- TEXTO DE LEITURA
..............................

Sentença de Julgado de Paz
Processo: 564/2013-JP
Relator: MARIA JUDITE MATIAS
Descritores: RESPONSABILIDADE CIVIL
Data da sentença: 08/30/2013
Julgado de Paz de : LISBOA
Decisão Texto Integral:
Sentença
(n.º 1, do art. 26º, da Lei n.º 78/2001, de 13 de Julho)

Processo n.º x
Matéria: Responsabilidade Civil.
(alínea h) do n.º 1, do art. 9º, da Lei n.º 78/2001, de 13 de Julho)
Objecto: Acidente de Viação e danos decorrentes.
Valor da acção: € 4.989,86 (quatro mil novecentos e oitenta e nove euros e oitenta e seis cêntimos).
Demandante:A
Mandatário: B
Demandados: 1 - C
Mandatário: D
Demandados: 2 - E
Mandatário: F
Do requerimento inicial: fls. 1 a 14.
Pedido:fls. 13
Junta: 13 documentos .
Contestação:
1.ª Demandado: de fls. 51 a fls. 64.
2.º Demandado: de fls. 47 a fls. 49.
Tramitação:
As partes recusaram a mediação, pelo que se procedeu ao agendamento de data para realização de audiência de julgamento o dia 01 de Agosto de 2013, pelas 16h00, tendo as partes sido devidamente notificadas.
Audiência de Julgamento.
A audiência decorreu conforme acta de fls. 80 a 83 e 111.
Fundamentação fáctica.

..............................

- INFORMAÇÃO FORNECIDA
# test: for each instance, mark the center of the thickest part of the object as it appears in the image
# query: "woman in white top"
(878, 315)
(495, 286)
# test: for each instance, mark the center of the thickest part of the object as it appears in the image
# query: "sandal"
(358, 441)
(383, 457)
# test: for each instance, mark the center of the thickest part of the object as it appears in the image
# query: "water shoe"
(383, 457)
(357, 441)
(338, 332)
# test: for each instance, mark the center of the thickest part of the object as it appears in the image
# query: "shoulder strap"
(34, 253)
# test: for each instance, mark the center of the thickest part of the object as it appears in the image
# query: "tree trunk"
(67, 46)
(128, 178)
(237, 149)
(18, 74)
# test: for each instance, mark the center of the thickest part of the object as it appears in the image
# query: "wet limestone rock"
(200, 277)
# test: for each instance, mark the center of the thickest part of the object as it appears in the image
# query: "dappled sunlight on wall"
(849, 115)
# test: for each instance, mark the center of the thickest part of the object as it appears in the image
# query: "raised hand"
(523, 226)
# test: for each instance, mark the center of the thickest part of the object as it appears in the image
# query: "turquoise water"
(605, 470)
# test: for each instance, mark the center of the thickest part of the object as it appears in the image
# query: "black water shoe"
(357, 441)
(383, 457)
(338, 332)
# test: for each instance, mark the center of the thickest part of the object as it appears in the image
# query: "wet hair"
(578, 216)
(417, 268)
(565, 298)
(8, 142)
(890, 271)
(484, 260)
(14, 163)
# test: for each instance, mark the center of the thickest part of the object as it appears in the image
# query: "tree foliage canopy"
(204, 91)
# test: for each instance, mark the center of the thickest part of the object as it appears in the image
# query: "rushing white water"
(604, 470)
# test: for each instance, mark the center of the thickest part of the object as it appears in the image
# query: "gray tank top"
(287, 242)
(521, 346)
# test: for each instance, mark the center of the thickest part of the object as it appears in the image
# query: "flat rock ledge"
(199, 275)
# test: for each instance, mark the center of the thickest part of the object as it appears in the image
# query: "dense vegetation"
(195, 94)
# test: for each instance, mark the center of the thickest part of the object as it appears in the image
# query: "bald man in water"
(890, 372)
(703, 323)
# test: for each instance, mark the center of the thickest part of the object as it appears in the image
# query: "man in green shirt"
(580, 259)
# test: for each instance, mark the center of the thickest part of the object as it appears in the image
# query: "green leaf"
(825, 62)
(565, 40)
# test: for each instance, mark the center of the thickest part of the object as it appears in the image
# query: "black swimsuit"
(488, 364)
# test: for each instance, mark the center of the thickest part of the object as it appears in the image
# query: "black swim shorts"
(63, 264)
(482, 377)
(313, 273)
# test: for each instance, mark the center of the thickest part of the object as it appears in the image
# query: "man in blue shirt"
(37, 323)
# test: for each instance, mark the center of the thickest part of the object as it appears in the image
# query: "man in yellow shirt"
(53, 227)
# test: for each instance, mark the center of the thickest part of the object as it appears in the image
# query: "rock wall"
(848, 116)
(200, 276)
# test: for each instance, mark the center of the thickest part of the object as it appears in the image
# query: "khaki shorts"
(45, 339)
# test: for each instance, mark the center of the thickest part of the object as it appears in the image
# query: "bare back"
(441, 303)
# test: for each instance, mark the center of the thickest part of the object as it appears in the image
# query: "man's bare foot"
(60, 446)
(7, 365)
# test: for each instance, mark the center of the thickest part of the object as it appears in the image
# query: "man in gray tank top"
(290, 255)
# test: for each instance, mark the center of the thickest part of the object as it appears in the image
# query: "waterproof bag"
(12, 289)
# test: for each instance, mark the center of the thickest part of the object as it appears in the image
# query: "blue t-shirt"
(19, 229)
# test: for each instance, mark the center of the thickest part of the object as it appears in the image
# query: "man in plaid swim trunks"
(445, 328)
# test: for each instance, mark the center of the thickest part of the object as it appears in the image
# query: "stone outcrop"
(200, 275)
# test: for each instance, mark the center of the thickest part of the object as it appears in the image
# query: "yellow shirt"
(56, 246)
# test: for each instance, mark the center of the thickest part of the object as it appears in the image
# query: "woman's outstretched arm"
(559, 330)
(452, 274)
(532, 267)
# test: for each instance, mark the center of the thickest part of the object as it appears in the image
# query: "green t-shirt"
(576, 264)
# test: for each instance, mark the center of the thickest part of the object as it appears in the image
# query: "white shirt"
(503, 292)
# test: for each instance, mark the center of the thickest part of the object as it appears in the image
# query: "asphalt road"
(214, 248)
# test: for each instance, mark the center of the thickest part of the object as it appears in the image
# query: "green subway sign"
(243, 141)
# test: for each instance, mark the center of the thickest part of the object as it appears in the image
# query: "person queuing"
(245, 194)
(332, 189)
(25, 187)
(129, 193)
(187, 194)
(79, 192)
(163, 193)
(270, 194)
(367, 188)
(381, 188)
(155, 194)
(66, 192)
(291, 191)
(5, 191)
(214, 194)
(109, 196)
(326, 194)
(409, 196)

..............................

- REQUISITOS
(1) Para que dia e hora foi marcada a audiência de julgamento, segundo a sentença do Julgado de Paz?
(2) Transcreva da sentença do Julgado de Paz tudo o que vai desde "(alínea h) do" até "13 documentos .".
(3) Resuma a sentença do Julgado de Paz em duas frases.

- RESULTADOS POR TAREFA
(1) Foi marcada para 1 de agosto de 2013, às 16h00.

(2)
(alínea h) do n.º 1, do art. 9º, da Lei n.º 78/2001, de 13 de Julho)
Objecto: Acidente de Viação e danos decorrentes.
Valor da acção: € 4.989,86 (quatro mil novecentos e oitenta e nove euros e oitenta e seis cêntimos).
Demandante:A
Mandatário: B
Demandados: 1 - C
Mandatário: D
Demandados: 2 - E
Mandatário: F
Do requerimento inicial: fls. 1 a 14.
Pedido:fls. 13
Junta: 13 documentos .

(3) Trata-se de um processo de responsabilidade civil no Julgado de Paz de Lisboa, que tem por objeto um acidente de viação e os danos decorrentes e cujo valor é de € 4.989,86. As partes recusaram a mediação, pelo que a audiência de julgamento foi marcada para 1 de agosto de 2013, às 16h00.